§ **WHAT TO DO**
1 - Please decide whether each statement agrees with the profile of dancer Tamara Riewe: (a) Riewe joined the Trisha Brown Dance Company in 2006. (b) Riewe's mother was a Korean ballet dancer. (c) Riewe worked as a personal trainer. Answer yes or no for each and quote the deciding words.
2 - Carry the profile of dancer Tamara Riewe forward from its final sentence.
===== EXCERPT PROVIDED =====
Why I Dance: Tamara Riewe

February 23, 2010




A relaxed yet crystal-clear dancer with long, elegant limbs, Tamara Riewe joined the Trisha Brown Dance Company in 2006. As a child, she
played tennis, swam, and learned traditional Asian dances from her mother, a Taiwanese ballet dancer. Riewe attended the University of Washington in Seattle, then moved on to the University of Utah in Salt Lake City as a dance major. After graduation in 2001 she came to NYC, where she worked with several choreographers before touring with Bill Young/Colleen Thomas and Dancers while also working as a personal trainer. As a member of the TBDC, she has performed and taught all over Europe. Always game to express herself in words as well as dance, Riewe wrote for our June 2008 issue about breaking into the New York dance scene right out of college.
===== INFORMATION PROVIDED =====
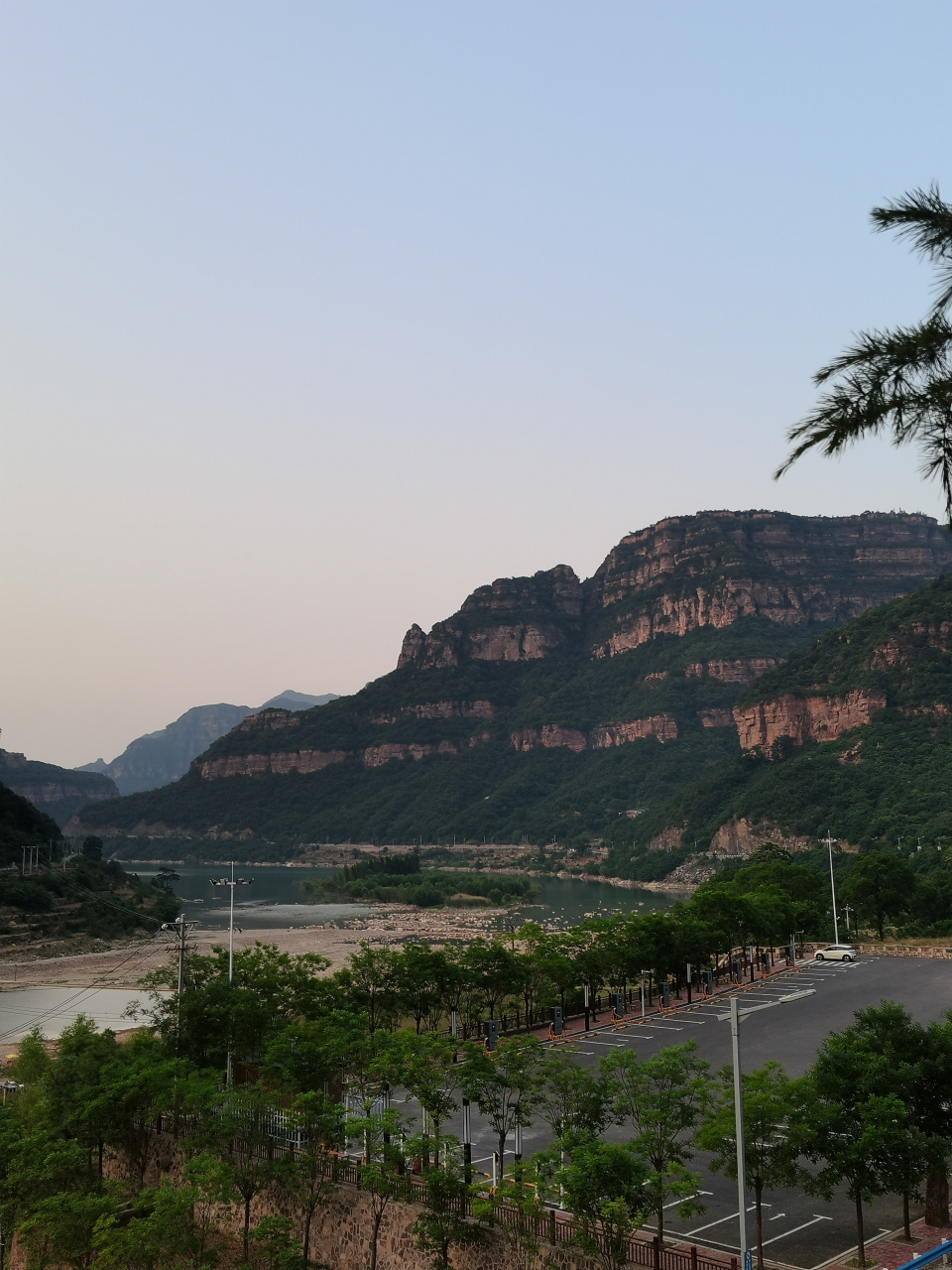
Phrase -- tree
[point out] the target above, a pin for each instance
=====
§ **ANSWERS BY TASK**
1 -
(a) Yes: "Tamara Riewe joined the Trisha Brown Dance Company in 2006."
(b) No: "her mother, a Taiwanese ballet dancer."
(c) Yes: "while also working as a personal trainer."

2 -
Encouraged by the smiles surrounding me, I struggle to pronounce my newest French word, déséquilibré, in an attempt to describe the exact quality I’m asking my students to embody. I take a breath and pour my concentration into dancing the phrase again, and am happy to hear, then see, small signs of understanding. Teaching this workshop in Paris, sans translator, has brought unexpected moments of fun as I’ve been able to meld a fascination with language and culture to my passion for movement.


Throughout my life I have danced from many vantage points and for many reasons, but always because I love the spirit of exploration and honest communication at its core. I feel incredibly lucky to have a career that brings me physical exhilaration along with intellectual discussion each day in the studio. Whether I’m rehearsing a piece, teaching a class, or collaborating on a new creation, I thrill at the myriad ways my mind and body are pushed to new heights.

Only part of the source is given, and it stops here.